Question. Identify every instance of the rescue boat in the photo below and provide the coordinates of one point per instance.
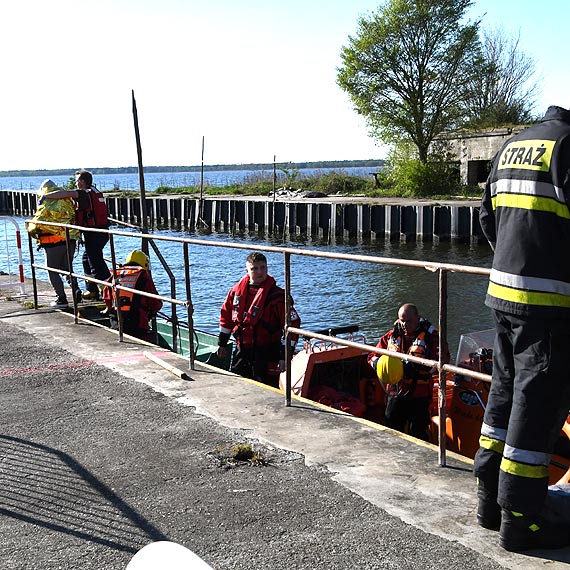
(340, 377)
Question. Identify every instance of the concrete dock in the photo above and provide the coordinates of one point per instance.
(103, 451)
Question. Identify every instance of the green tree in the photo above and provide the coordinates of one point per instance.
(406, 68)
(503, 91)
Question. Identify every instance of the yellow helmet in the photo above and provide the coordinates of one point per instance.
(138, 258)
(389, 370)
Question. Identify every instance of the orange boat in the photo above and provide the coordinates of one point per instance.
(340, 377)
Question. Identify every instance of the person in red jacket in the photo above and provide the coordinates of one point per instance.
(408, 401)
(254, 312)
(136, 310)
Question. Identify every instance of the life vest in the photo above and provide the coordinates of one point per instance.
(126, 277)
(56, 211)
(417, 348)
(49, 239)
(249, 328)
(91, 209)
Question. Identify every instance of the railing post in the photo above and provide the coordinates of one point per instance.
(189, 307)
(114, 287)
(442, 404)
(287, 325)
(69, 255)
(33, 267)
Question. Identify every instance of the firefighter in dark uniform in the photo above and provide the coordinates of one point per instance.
(525, 216)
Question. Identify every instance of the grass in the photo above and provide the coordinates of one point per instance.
(330, 184)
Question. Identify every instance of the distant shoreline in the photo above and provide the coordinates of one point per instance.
(207, 168)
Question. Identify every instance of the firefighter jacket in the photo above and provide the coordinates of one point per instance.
(255, 315)
(425, 344)
(136, 310)
(525, 216)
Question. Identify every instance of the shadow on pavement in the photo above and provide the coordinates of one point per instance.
(46, 487)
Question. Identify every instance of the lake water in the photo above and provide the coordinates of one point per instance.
(326, 292)
(173, 179)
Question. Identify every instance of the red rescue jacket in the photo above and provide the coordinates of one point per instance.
(256, 314)
(91, 210)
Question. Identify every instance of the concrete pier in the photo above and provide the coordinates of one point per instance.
(393, 219)
(103, 451)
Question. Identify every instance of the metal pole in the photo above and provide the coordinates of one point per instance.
(190, 307)
(287, 325)
(69, 276)
(144, 226)
(202, 178)
(33, 267)
(115, 291)
(442, 404)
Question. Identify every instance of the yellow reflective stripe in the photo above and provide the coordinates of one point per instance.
(525, 202)
(492, 444)
(528, 297)
(530, 154)
(523, 470)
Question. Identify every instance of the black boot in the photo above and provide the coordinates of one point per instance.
(520, 532)
(488, 510)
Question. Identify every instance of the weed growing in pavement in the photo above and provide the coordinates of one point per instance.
(229, 456)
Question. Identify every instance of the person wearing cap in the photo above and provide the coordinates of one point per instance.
(90, 212)
(254, 312)
(409, 396)
(52, 239)
(137, 311)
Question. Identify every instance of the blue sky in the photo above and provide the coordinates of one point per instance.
(256, 78)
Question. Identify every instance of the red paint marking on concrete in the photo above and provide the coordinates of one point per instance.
(110, 359)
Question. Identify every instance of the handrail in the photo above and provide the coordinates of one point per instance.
(21, 281)
(287, 252)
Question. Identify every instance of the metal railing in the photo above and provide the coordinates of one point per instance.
(9, 250)
(443, 269)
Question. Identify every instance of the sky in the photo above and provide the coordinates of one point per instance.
(255, 78)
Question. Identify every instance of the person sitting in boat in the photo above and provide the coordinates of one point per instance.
(254, 312)
(408, 400)
(136, 310)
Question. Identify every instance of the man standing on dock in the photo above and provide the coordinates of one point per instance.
(254, 312)
(525, 216)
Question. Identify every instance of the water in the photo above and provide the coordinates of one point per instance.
(173, 179)
(326, 292)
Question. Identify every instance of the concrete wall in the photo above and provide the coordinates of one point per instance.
(475, 151)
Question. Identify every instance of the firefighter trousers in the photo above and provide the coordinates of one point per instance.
(527, 406)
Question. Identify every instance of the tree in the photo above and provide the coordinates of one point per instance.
(406, 68)
(503, 91)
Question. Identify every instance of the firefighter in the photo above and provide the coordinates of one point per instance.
(525, 216)
(408, 398)
(254, 312)
(136, 310)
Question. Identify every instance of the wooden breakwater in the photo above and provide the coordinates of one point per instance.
(327, 218)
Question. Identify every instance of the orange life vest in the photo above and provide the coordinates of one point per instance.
(417, 348)
(46, 239)
(126, 277)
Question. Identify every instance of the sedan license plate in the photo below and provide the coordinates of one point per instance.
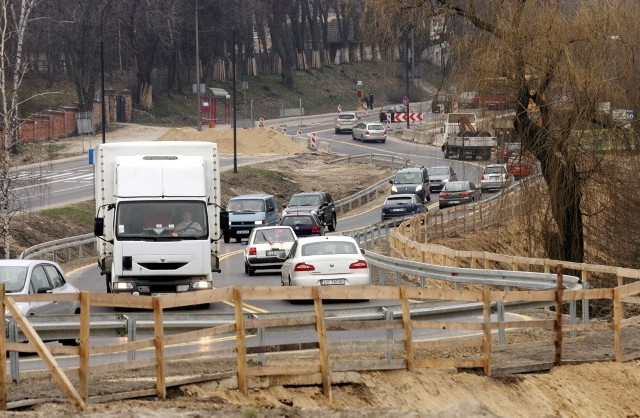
(327, 282)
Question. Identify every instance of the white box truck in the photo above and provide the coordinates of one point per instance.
(158, 215)
(462, 139)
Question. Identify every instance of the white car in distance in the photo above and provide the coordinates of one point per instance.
(325, 261)
(267, 248)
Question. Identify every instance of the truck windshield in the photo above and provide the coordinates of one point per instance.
(171, 219)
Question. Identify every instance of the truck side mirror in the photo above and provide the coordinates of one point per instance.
(98, 227)
(224, 219)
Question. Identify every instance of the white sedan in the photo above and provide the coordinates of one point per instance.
(325, 260)
(267, 247)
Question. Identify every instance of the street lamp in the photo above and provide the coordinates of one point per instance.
(102, 104)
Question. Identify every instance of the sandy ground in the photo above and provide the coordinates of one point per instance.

* Directions *
Write out each entry exactly as given, but skip the pictures.

* Exercise answer *
Question. Identify every instance of the rescue boat in the photo below and provide the coordinates of one point per instance.
(340, 377)
Question. Identify every instance of the concrete dock in the photo above and provide the coordinates of one point per instance.
(103, 451)
Question. Identify every instance of the green tree in the photo above and provide the coordinates of one point per instance.
(406, 68)
(503, 91)
Question. Identify every instance of the yellow helmet in the photo above and provide the coordinates of one point per instance.
(138, 258)
(389, 370)
Question. Identify every instance of the orange boat in the photo above and provide the coordinates of one point per instance.
(340, 377)
Question. Identify every instance of the person in red jacket in the photo above and provide the coordinates of one point per instance.
(408, 401)
(254, 312)
(136, 310)
Question. Identify every instance of the life vest in the photo above and provide the coordinates of one point per instance.
(126, 277)
(56, 211)
(417, 348)
(49, 239)
(249, 328)
(91, 209)
Question. Identify every instance of the railing post in the photo above and provide the coordinates of one point per instance.
(189, 307)
(114, 287)
(442, 404)
(287, 325)
(69, 255)
(33, 267)
Question. Identify every instance of the firefighter in dark uniform in the photo above and provide the coordinates of one point per instance.
(525, 216)
Question. Identify every instance of the grass in the photo above and provide the coordinates of one point per instance.
(330, 184)
Question. Identify every instance of the distant shoreline in the photo above and provide the coordinates of one point per instance.
(207, 168)
Question. Identify every instance of the firefighter jacket in the photo above and provide the coordinates of one point per instance.
(255, 315)
(425, 344)
(136, 310)
(525, 216)
Question. Identify every instance of the shadow on pavement in the photo above and provide the coordinates of one point per instance.
(46, 487)
Question. Identify every instance of the lake water in the photo above and provide the coordinates of one point per instance.
(326, 292)
(173, 179)
Question. Identify every instance of the red rescue jacket in the photo above and provide the coordinates of one point per instance.
(256, 314)
(91, 210)
Question. Identify every instance of the concrete pier in the photo above and provide the coordinates of one point per instance.
(393, 219)
(103, 451)
Question. Identify every instance of the metal pole in the photo above and provide the coordinates of one point per instance.
(190, 307)
(287, 325)
(69, 276)
(144, 226)
(202, 178)
(33, 267)
(115, 291)
(442, 404)
Question. Identify every instance of the yellow reflective stripe in the photo above and provide the coordinates of one point per instance.
(525, 202)
(492, 444)
(528, 297)
(530, 154)
(523, 470)
Question. Identify every instance of the black boot in the photo above and provide the coordinates of one point per instance.
(520, 532)
(488, 510)
Question. Identify every instance of the weed growing in pavement in the photo above and provide the coordinates of one point per instance.
(229, 456)
Question. Identify every instance of the person wearing cap in the photo above and provide the coordinates of one point per instance.
(90, 212)
(254, 312)
(409, 396)
(52, 239)
(137, 311)
Question. Identify every instance of the blue sky in the photo above and provide the coordinates of one point per instance.
(256, 78)
Question. Identify every instance of the red paint marking on concrete in the photo above and provide the coordinates of one point per instance.
(110, 359)
Question. Identify every instance of the handrail in the photo above and provide the coordinates of one point per instance.
(21, 281)
(287, 252)
Question. Identify every instance of the metal railing in the photo above and provide the coordinates of one point per instance.
(9, 250)
(443, 269)
Question. Identify every instance of the sky in the photo above and provide the coordinates of one point per instance.
(255, 78)
Question. Identify every instance of the person sitting in boat in the photo above and provide the coordinates of one point per instance.
(254, 312)
(408, 400)
(136, 310)
Question. Identify every instance of the man standing on dock in the photo above and provide the coordinates of one point per instance.
(254, 312)
(525, 216)
Question. Identify every instance of the water in the photo above and provide the coordinates of one point per instance.
(173, 179)
(326, 292)
Question. Identify every instance of the concrete wall in the photo above and provide the coordinates of one point per instance.
(475, 151)
Question. Identify every instance of the firefighter trousers in the photo above and provide the coordinates of one point per instance.
(527, 406)
Question. Identify every instance of the tree in the photo above and provide the coordinates of one point per instance.
(406, 68)
(503, 91)
Question. Identify every instance of the firefighter in the photo above and provide the coordinates of one point per instance.
(525, 216)
(408, 398)
(254, 312)
(136, 310)
Question. Identify every instance of the wooden breakwater in the photo above and provide the coordinates of one point per instance.
(327, 218)
Question. Identify every instance of the orange life vest in the photo above and provide the coordinates of one point per instance.
(417, 348)
(46, 239)
(126, 277)
Question. Identify every instance of the sedan license plate in the photo below and provide the coordinates of one point per instance.
(327, 282)
Question. Identify every instance of the white box truck in the photo above and provide the coordinates of one point per instance.
(158, 215)
(462, 139)
Question. Identify every instance of the white car in distance in the photo above and provide the coordinates of one point per instance.
(325, 261)
(267, 248)
Question. Identify every instance of the truck windshield in the photo above and provide the coordinates of one point per instance.
(171, 219)
Question. Identify every instance of the truck side mirror in the photo above and provide the coordinates of one point per instance.
(98, 227)
(224, 219)
Question. Identify every instance of the white sedan in the photo above and provide the coordinates of one point per instance.
(325, 260)
(267, 247)
Question. Identify every instance of the street lamp in the photo above and provide the coordinates of one point per instance.
(102, 104)
Question. Identify every instance of the sandy ground in the photo above and provide the coordinates of one point per instance.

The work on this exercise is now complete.